-- Start Excerpted passage --
While 4D-STEM-based strain mapping has typically been performed by tracking changes in Bragg disk positions throughout a data set^38,39, accurate registration of disk positions is very challenging for moiré systems where diffraction disks from the constituent monolayers have substantial overlap and a relatively low signal-to-noise ratio. As an alternative, by taking the gradient of the displacement vector field, we can calculate the intralayer 2D strain tensor at each position in the sample^25,40,41,42. From the strain tensor, we then derive information about local intralayer fixed-body rotations and deformations in the moiré bilayer (see Methods), which provides insight into the reconstruction mechanisms in these systems.

First we will consider the MoS₂ moiré homobilayers. The intralayer reconstruction rotation (θ_R), shown in Fig. 2a–c, indicates the difference between the pre-imposed interlayer moiré twist angle (θ_m) and the measured total fixed-body rotation (θ_T) in each TMD layer: θ_R = θ_T − (θ_m/2). For the P orientation (Fig. 2a) we observe a reconstruction rotation field that is reminiscent of the triangular rotation field that has been observed in twisted bilayer graphene²⁵. By plotting the average reconstruction rotation as a function of interlayer displacement (u_x, u_y) (insets in Fig. 2a–c), we observe that regions with the highest calculated stacking energy (MMXX, 59.1 meV/M vs. XM/MX^23,43, Supplementary Fig. 6) have θ_R > 0^∘, which increases the local total rotation, \({\theta }_{T}^{MMXX}\), and consequently shrinks the MMXX stacking domain, while regions with low stacking energy (XM and MX) have θ_R < 0^∘ and expand into commensurate triangular domains. For AP moiré homobilayers, a similar principle applies, but the calculated relative energies of the various high-symmetry stacking orders present changes. Here, XX regions have the highest stacking energy (58.8 meV/M vs XMMX^23,43), thus θ_R > 0^∘, while XMMX regions have the lowest stacking energy and θ_R < 0^∘ (Fig. 2b, c).
-- End Excerpted passage --
-- Start Dataset --
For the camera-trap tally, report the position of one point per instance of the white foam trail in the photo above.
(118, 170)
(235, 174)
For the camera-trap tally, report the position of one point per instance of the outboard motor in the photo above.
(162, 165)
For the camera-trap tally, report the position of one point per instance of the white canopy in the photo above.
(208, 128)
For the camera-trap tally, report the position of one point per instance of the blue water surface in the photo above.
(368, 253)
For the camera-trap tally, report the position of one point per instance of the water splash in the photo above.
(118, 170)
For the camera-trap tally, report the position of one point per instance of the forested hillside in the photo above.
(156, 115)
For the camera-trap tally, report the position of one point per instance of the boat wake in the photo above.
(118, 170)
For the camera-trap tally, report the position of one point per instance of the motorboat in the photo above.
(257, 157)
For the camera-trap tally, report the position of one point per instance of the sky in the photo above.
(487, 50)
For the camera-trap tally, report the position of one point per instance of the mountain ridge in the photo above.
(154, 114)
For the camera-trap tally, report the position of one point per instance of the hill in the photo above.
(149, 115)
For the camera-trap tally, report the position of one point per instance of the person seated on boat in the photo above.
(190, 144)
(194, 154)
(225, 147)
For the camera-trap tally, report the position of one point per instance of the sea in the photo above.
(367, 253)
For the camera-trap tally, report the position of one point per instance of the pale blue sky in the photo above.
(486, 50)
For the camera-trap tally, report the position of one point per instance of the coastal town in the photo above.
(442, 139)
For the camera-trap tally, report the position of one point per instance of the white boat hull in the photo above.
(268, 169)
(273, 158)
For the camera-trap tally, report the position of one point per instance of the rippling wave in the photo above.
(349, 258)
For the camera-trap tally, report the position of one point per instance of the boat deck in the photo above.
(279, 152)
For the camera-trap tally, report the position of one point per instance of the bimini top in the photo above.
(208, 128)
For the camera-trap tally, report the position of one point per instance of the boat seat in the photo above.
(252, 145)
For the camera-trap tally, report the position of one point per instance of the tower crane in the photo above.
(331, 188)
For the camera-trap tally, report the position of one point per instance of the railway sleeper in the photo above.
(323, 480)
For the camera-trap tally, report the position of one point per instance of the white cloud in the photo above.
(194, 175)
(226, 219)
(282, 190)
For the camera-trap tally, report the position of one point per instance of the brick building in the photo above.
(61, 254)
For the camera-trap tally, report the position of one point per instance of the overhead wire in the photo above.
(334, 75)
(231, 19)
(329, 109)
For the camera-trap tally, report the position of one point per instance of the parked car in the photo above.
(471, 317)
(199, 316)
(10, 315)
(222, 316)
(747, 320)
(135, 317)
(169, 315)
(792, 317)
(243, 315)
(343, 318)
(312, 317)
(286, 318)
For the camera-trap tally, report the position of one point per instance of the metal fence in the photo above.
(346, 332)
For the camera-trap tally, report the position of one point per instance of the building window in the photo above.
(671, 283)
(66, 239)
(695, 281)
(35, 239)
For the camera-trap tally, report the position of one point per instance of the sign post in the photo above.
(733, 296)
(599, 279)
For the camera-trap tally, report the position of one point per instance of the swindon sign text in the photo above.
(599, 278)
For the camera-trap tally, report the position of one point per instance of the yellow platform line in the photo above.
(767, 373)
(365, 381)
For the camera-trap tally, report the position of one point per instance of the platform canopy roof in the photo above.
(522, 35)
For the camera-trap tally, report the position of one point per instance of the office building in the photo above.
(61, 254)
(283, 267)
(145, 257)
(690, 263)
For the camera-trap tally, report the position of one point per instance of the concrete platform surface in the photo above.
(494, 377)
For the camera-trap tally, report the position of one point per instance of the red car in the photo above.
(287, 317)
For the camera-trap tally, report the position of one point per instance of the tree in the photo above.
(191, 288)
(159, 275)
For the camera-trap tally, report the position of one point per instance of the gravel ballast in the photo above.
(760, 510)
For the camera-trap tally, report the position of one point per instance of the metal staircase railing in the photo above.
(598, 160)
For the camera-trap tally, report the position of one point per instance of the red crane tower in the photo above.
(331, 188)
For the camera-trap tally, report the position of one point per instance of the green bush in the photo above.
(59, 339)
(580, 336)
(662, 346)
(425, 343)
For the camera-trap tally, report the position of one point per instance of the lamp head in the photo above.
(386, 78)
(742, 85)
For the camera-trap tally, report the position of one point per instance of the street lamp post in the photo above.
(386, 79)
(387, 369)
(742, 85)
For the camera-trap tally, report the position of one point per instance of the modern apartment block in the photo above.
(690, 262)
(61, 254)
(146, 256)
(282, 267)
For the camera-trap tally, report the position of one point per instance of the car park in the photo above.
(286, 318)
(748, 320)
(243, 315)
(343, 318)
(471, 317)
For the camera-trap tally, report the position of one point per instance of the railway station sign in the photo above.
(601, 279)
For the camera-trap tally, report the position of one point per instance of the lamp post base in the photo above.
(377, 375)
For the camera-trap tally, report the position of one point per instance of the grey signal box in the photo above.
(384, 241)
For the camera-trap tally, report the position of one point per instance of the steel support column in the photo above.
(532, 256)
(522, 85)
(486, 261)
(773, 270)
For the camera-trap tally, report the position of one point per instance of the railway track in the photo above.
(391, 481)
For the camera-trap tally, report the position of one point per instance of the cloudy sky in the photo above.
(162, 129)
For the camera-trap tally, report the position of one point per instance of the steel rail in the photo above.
-- End Dataset --
## Description of the task:
Reproduce the passage above on strain mapping in moiré bilayers word for word, in full.

## Finished task:
While 4D-STEM-based strain mapping has typically been performed by tracking changes in Bragg disk positions throughout a data set^38,39, accurate registration of disk positions is very challenging for moiré systems where diffraction disks from the constituent monolayers have substantial overlap and a relatively low signal-to-noise ratio. As an alternative, by taking the gradient of the displacement vector field, we can calculate the intralayer 2D strain tensor at each position in the sample^25,40,41,42. From the strain tensor, we then derive information about local intralayer fixed-body rotations and deformations in the moiré bilayer (see Methods), which provides insight into the reconstruction mechanisms in these systems.

First we will consider the MoS₂ moiré homobilayers. The intralayer reconstruction rotation (θ_R), shown in Fig. 2a–c, indicates the difference between the pre-imposed interlayer moiré twist angle (θ_m) and the measured total fixed-body rotation (θ_T) in each TMD layer: θ_R = θ_T − (θ_m/2). For the P orientation (Fig. 2a) we observe a reconstruction rotation field that is reminiscent of the triangular rotation field that has been observed in twisted bilayer graphene²⁵. By plotting the average reconstruction rotation as a function of interlayer displacement (u_x, u_y) (insets in Fig. 2a–c), we observe that regions with the highest calculated stacking energy (MMXX, 59.1 meV/M vs. XM/MX^23,43, Supplementary Fig. 6) have θ_R > 0^∘, which increases the local total rotation, \({\theta }_{T}^{MMXX}\), and consequently shrinks the MMXX stacking domain, while regions with low stacking energy (XM and MX) have θ_R < 0^∘ and expand into commensurate triangular domains. For AP moiré homobilayers, a similar principle applies, but the calculated relative energies of the various high-symmetry stacking orders present changes. Here, XX regions have the highest stacking energy (58.8 meV/M vs XMMX^23,43), thus θ_R > 0^∘, while XMMX regions have the lowest stacking energy and θ_R < 0^∘ (Fig. 2b, c).